> _Page text_:
Re: test-blockjob: intermittent CI failures in msys2-64bit job

Hanna Czenczek Wed, 26 Apr 2023 01:05:18 -0700

On 26.04.23 09:38, Emanuele Giuseppe Esposito wrote:


Am 25/04/2023 um 18:48 schrieb Hanna Czenczek:

On 24.04.23 20:32, Vladimir Sementsov-Ogievskiy wrote:

On 24.04.23 16:36, Emanuele Giuseppe Esposito wrote:


Am 21/04/2023 um 12:13 schrieb Vladimir Sementsov-Ogievskiy:

On 17.03.23 15:35, Thomas Huth wrote:

On 17/03/2023 11.17, Peter Maydell wrote:

On Mon, 6 Mar 2023 at 11:16, Peter Maydell <peter.mayd...@linaro.org>
wrote:

On Fri, 3 Mar 2023 at 18:36, Peter Maydell
<peter.mayd...@linaro.org> wrote:

I've noticed that test-blockjob seems to fail intermittently
on the msys2-64bit job:

https://gitlab.com/qemu-project/qemu/-/jobs/3872508803
https://gitlab.com/qemu-project/qemu/-/jobs/3871061024
https://gitlab.com/qemu-project/qemu/-/jobs/3865312440

Sample output:
| 53/89
ERROR:../tests/unit/test-blockjob.c:499:test_complete_in_standby:
assertion failed: (job->status == JOB_STATUS_STANDBY) ERROR
53/89 qemu:unit / test-blockjob ERROR 0.08s exit status 3

Here's an intermittent failure from my macos x86 machine:

172/621 qemu:unit / test-blockjob
              ERROR           0.26s   killed by signal 6 SIGABRT

And an intermittent on the freebsd 13 CI job:
https://gitlab.com/qemu-project/qemu/-/jobs/3950667240

MALLOC_PERTURB_=197
G_TEST_BUILDDIR=/tmp/cirrus-ci-build/build/tests/unit
G_TEST_SRCDIR=/tmp/cirrus-ci-build/tests/unit
/tmp/cirrus-ci-build/build/tests/unit/test-blockjob --tap -k

▶ 178/650 /blockjob/ids
              OK
178/650 qemu:unit / test-blockjob
              ERROR           0.31s   killed by signal 6 SIGABRT
――――――――――――――――――――――――――――――――――――― ✀
―――――――――――――――――――――――――――――――――――――
stderr:
Assertion failed: (job->status == JOB_STATUS_STANDBY), function
test_complete_in_standby, file ../tests/unit/test-blockjob.c, line
499.

> _Task details_: Extend the mailing-list thread about intermittent test-blockjob failures, starting right after its final sentence. The rows that come next were taken from a separate source.

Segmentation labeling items
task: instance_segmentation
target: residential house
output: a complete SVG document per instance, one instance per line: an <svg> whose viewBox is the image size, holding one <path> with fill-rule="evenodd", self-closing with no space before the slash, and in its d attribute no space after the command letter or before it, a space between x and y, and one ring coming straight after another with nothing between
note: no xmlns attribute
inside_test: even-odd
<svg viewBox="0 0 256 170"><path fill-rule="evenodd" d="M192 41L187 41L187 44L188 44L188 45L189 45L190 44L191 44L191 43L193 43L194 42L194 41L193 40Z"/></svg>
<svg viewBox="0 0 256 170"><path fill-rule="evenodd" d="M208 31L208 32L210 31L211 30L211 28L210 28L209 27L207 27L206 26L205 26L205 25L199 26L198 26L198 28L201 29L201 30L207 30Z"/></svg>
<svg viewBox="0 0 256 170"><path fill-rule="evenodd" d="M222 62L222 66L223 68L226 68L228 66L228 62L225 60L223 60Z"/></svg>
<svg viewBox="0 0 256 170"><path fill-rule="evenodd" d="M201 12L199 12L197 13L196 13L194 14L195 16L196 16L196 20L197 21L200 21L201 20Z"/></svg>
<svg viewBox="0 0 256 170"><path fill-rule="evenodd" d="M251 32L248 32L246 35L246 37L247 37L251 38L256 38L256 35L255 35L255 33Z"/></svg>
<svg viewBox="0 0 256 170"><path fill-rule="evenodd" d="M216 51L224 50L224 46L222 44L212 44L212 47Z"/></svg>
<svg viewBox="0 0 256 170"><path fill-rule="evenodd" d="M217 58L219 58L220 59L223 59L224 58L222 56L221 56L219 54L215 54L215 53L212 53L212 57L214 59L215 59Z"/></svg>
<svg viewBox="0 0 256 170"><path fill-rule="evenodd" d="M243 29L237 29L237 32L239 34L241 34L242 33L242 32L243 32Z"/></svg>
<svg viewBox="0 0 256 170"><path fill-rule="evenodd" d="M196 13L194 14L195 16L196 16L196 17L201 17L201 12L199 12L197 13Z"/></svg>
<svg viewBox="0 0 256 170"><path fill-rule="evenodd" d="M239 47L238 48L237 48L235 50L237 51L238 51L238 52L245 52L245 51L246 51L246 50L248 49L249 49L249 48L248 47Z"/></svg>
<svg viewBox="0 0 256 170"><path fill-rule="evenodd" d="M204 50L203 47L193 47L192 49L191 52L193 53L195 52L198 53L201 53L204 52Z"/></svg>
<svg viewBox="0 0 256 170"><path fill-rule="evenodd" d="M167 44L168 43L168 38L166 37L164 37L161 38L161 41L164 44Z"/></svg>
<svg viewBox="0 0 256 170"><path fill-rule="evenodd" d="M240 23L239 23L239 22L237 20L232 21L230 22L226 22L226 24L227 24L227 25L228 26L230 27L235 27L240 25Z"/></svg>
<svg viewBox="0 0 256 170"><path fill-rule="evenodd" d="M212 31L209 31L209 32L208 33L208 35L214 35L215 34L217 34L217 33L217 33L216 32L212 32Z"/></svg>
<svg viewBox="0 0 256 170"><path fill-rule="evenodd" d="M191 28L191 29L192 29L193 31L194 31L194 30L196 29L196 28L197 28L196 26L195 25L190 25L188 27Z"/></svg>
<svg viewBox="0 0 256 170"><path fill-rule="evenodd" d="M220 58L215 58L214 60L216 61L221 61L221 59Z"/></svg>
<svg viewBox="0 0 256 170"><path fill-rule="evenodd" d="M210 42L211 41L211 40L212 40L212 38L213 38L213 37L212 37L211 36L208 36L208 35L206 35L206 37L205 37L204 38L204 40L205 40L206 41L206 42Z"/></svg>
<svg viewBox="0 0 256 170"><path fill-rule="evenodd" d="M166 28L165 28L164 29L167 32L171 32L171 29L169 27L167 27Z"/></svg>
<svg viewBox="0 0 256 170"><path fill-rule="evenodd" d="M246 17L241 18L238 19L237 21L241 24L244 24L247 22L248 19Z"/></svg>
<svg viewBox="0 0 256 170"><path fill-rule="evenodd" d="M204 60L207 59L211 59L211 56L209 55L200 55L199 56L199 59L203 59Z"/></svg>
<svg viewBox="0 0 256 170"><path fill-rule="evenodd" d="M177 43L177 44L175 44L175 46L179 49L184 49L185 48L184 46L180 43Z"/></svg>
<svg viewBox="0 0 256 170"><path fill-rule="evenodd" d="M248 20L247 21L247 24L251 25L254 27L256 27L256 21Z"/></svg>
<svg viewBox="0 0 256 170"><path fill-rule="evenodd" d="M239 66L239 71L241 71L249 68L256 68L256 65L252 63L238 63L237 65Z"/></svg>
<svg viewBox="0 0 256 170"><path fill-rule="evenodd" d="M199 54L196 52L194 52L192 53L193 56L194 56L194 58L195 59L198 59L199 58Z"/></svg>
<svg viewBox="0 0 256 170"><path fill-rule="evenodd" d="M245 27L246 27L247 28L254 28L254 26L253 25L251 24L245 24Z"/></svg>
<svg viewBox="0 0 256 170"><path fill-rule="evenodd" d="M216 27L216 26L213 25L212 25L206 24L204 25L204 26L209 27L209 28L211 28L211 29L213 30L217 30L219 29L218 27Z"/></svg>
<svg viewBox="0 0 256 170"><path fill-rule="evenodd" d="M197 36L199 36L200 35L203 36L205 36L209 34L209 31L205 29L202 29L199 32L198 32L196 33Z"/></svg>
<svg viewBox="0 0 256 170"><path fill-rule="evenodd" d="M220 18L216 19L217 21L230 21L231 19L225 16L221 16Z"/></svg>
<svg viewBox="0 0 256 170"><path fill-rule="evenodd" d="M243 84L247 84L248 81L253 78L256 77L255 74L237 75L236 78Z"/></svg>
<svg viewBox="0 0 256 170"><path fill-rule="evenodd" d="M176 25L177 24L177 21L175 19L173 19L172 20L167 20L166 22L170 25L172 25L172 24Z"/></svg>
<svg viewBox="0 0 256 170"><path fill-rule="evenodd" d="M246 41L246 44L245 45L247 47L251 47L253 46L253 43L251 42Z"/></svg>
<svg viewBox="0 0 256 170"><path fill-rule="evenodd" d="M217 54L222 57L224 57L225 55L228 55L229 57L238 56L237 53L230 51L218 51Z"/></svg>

> _Solved problem_:
TAP parsing error: Too few tests run (expected 9, got 1)
(test program exited with status code -6)
――――――――――――――――――――――――――――――――――――――――――――――――――――――――――――――――――――――――――――――

Anybody in the block team looking at these, or shall we just
disable this test entirely ?

I ran into this issue today, too:

    https://gitlab.com/thuth/qemu/-/jobs/3954367101

... if nobody is interested in fixing this test, I think we should
disable it...

    Thomas

I'm looking at this now, and seems that it's broken since
6f592e5aca1a27fe1c1f6 "job.c: enable job lock/unlock and remove
Aiocontext locks", as it stops critical section by new
aio_context_release() call exactly after bdrv_drain_all_and(), so it's
not a surprise that job may start at that moment and the following
assertion fires.

Emanuele could please look at it?

Well if I understood correctly, the only thing that was preventing the
job from continuing was the aiocontext lock held.

The failing assertion even mentions that:
/* Lock the IO thread to prevent the job from being run */
[...]
/* But the job cannot run, so it will remain on standby */
assert(job->status == JOB_STATUS_STANDBY);

Essentially bdrv_drain_all_end() would wake up the job coroutine, but it
would anyways block somewhere after since the aiocontext lock was taken
by the test.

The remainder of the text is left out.